WHAT TO DO:
List all lines of the data containing the word "grass".

PROVIDED MATERIAL:

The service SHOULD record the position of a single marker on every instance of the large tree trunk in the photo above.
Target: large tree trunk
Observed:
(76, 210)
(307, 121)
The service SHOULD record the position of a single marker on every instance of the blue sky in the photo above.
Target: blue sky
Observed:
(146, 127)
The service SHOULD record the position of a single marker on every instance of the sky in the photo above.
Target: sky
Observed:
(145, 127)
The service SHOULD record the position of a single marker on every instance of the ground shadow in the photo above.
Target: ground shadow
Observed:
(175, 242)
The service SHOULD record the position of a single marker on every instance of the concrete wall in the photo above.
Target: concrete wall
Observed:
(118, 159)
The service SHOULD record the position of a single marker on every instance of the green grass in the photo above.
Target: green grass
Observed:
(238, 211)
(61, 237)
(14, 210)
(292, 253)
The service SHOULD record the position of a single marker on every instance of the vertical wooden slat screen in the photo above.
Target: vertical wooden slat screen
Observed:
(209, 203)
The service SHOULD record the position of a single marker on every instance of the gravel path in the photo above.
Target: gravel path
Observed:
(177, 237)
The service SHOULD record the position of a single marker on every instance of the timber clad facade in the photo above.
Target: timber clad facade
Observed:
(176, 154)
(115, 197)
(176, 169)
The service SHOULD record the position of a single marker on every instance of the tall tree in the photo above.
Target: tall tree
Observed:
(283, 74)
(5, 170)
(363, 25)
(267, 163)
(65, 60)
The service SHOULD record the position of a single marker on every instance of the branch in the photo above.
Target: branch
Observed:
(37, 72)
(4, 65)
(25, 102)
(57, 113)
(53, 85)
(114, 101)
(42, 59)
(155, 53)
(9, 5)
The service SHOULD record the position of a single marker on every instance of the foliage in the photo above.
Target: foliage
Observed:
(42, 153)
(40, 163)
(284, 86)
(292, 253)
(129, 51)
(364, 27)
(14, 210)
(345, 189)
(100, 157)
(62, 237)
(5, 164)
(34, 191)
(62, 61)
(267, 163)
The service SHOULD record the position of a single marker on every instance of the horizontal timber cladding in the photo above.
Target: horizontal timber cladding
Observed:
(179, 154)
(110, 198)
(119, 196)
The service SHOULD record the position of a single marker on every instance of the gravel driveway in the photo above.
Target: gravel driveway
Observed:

EXERCISE OUTPUT:
The service SHOULD record the position of a single marker on every instance of the green grass in the photo above.
Target: green grass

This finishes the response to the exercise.